Here's the source again:Argentiniens Richter urteilen über die Sadisten von "El Vesubio" (Spiegel)
Tuesday, 12 July 2011
Argentina: First DNA tests negative
Having finally agreed to undergo DNA testing, Marcela and Felipe Noble do not match the samples taken from two families who had hoped they might be their biological relatives. The blood from the adopted children of Clarin owner Ernestina Herrera de Noble will now be compared against the entire genetic database set up in the wake of the dictatorship. Apparently this only take a few days.
According to Reuters,
State news agency Telam, citing legal sources, said the Noble Herreras' DNA did not match samples given by the Lanoscou-Miranda and the Gualdero-Garcia families.
The children's lawyer said,
the Noble Herreras' decision to voluntarily submit DNA for cross-analysis showed they were willing to cooperate with efforts by rights group the Grandmothers of the Plaza de Mayo to find children stolen from prisoners at torture centers during the so-called Dirty War.
Well, yes - after a decade of resistance. Seriously, I sympathise with the Nobles. They don't want this. I can't imagine the pressure of having your DNA pored over by the media. Sadly putting them through all that is just a consequence of the crimes committed by the junta.
Estela Carlotta, president of the Grandmothers of the Plaza de Mayo, has said that she is not particularly surprised by the negative result and is waiting for the results of the extended testing. As must we all.
Argentine heirs' first DNA tests come back negative (Reuters)
Estela de Carlotto: "Estamos con expectativa" (Pagina/12)
El primer cotejo de ADN dio negativo (Pagina/12)
Sunday, 10 July 2011
Argentina: Sexual violence during the dictatorship
I recently came cross an article which contained a nugget of information which was new to me:
So far, there have been scant results with respect to prosecuting sex crimes committed during the dictatorship. Only one sentence has been handed down so far, against non-commissioned officer and torturer Gregorio Molina, in June 2010. (IPS)I knew that this had not been an area of particular focus for the justice system in Argentina, but one? ONE?! That is truly shocking. Numerous testimonies from victims mention sexual violence.
Added to the already intolerable conditions facing all prisoners, women prisoners suffered an extra dimension of sexual violence and rape. Their sexual integrity and physical and mental dignity were directly attacked. The repressors aimed the torture toward the most vulnerable and intimate parts of the female body, the sources of life itself: "With women, they would insert the wire in the vagina and then apply it to the breasts, which caused great pain. Many of them would menstruate in mid-torture." (Arditti 1999, Searching for Life, p. 20)Yet, as Arditti points out (p.47), certain crimes were even excluded from the Punto Final (full stop) amnesty law: theft, kidnap of children, and rape. So in theory it has always been possible to prosecute these. But it seems there was a combination of unwillingness on the part of the justice system to regard sexual violence as a (separate) category of abuse, difficulty on the part of victims and society to discuss the issue at all, and perhaps an element of sexual violence being pushed aside in comparison to other atrocities.
"In the first case involving the First Army Corps (one of the clandestine prisons), the number of victims who reported sex crimes was appalling, but these crimes become invisible in sentences that broadly refer to cases of torture," [sociologist Lorena] Balardini said.It's interesting that researchers seem to be identifying an increase in willingness to discuss sexual violence, specifically, within the context of dictatorship-era crimes. It is, of course, just another aspect to add to the long list of atrocities still waiting for the judicial system to deal with.
[...]"Within the context of the horror you experienced in the concentration camps, a rape seemed like something secondary," said another of the women who spoke anonymously.

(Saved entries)
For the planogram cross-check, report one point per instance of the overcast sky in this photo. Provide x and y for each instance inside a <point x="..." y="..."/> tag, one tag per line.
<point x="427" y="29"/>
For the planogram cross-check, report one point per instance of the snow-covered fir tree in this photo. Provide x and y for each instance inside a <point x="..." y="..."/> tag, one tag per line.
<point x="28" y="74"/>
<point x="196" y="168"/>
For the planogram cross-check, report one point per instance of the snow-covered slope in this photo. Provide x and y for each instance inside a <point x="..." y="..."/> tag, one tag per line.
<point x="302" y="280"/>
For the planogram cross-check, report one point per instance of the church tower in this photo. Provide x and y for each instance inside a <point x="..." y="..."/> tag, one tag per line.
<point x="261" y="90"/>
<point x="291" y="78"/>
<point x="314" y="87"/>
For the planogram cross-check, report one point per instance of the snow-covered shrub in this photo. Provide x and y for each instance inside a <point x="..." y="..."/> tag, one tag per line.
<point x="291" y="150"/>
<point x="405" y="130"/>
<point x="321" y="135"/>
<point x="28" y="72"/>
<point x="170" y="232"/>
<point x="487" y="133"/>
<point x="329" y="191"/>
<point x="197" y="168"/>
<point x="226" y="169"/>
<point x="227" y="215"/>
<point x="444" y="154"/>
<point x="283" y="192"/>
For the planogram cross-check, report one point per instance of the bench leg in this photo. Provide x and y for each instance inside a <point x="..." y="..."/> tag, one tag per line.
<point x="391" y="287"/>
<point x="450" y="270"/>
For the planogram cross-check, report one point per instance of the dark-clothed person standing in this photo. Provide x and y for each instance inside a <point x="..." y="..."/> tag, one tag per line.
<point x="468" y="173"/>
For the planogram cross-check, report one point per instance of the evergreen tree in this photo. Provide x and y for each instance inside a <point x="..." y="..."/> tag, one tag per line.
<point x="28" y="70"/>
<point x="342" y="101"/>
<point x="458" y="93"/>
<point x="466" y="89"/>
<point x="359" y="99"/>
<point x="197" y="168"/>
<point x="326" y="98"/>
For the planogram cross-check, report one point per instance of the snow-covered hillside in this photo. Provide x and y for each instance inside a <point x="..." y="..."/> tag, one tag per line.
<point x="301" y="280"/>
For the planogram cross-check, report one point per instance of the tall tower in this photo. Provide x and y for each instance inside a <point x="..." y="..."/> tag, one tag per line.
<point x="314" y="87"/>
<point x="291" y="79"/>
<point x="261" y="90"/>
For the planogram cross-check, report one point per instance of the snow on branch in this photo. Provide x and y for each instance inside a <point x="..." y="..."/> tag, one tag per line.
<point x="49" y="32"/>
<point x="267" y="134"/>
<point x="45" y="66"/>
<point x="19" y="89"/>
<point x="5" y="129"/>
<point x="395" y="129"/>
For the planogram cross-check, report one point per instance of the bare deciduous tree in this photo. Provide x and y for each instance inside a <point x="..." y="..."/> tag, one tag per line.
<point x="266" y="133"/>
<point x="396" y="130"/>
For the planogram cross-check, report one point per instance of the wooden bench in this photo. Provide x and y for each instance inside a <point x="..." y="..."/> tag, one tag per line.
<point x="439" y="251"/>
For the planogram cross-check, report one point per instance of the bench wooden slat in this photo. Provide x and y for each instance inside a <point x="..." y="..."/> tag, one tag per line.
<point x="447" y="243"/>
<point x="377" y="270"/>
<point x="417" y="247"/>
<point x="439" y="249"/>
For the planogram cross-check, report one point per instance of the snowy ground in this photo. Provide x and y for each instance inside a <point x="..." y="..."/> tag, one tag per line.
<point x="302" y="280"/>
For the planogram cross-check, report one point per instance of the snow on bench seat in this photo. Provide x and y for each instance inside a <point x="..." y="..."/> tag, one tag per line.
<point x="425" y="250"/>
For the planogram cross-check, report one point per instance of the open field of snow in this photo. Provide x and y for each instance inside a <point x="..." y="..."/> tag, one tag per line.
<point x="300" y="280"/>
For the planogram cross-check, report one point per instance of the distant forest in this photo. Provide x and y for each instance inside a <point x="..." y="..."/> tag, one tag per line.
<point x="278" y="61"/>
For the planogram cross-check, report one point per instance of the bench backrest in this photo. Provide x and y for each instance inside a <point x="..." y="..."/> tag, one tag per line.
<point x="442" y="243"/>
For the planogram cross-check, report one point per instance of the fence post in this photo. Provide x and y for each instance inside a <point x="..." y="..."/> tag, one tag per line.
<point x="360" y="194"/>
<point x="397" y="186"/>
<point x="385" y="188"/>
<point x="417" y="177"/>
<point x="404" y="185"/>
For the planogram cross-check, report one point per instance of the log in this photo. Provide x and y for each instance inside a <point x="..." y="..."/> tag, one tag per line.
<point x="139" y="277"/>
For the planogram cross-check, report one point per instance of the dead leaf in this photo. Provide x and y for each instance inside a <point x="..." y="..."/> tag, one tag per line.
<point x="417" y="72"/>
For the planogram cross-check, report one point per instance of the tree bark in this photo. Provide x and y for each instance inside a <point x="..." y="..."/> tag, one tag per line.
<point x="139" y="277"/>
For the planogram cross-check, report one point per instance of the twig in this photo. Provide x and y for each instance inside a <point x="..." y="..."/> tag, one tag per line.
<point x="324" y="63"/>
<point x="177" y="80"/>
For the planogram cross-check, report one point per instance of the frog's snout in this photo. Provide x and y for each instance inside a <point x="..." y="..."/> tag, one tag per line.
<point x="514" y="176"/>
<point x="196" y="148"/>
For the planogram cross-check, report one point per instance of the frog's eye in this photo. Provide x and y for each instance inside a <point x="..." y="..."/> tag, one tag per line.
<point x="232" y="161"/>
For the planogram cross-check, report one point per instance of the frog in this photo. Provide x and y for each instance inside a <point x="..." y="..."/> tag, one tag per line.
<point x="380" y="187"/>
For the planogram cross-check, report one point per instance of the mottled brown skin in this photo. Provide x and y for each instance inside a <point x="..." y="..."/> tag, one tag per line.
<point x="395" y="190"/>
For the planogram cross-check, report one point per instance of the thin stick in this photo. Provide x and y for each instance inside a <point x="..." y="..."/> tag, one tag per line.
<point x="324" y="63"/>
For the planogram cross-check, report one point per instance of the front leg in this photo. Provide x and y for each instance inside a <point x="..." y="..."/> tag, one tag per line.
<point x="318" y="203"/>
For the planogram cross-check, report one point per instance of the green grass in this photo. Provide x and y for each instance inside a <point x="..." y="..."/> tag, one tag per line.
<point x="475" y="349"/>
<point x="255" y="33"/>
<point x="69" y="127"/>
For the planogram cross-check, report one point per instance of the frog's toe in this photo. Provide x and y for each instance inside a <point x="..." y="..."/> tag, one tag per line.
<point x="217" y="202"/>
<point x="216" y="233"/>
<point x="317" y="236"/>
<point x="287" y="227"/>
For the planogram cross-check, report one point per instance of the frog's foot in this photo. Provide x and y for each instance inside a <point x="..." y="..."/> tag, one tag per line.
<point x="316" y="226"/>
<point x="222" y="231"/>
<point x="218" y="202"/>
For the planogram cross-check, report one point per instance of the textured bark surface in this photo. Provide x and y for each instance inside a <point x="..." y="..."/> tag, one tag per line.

TASK TO COMPLETE |
In the page excerpt, list the article titles, each with the source in parentheses, that appear at the end of the post dated 12 July 2011.

PROBLEM SOLUTION |
- Argentine heirs' first DNA tests come back negative (Reuters)
- Estela de Carlotto: "Estamos con expectativa" (Pagina/12)
- El primer cotejo de ADN dio negativo (Pagina/12)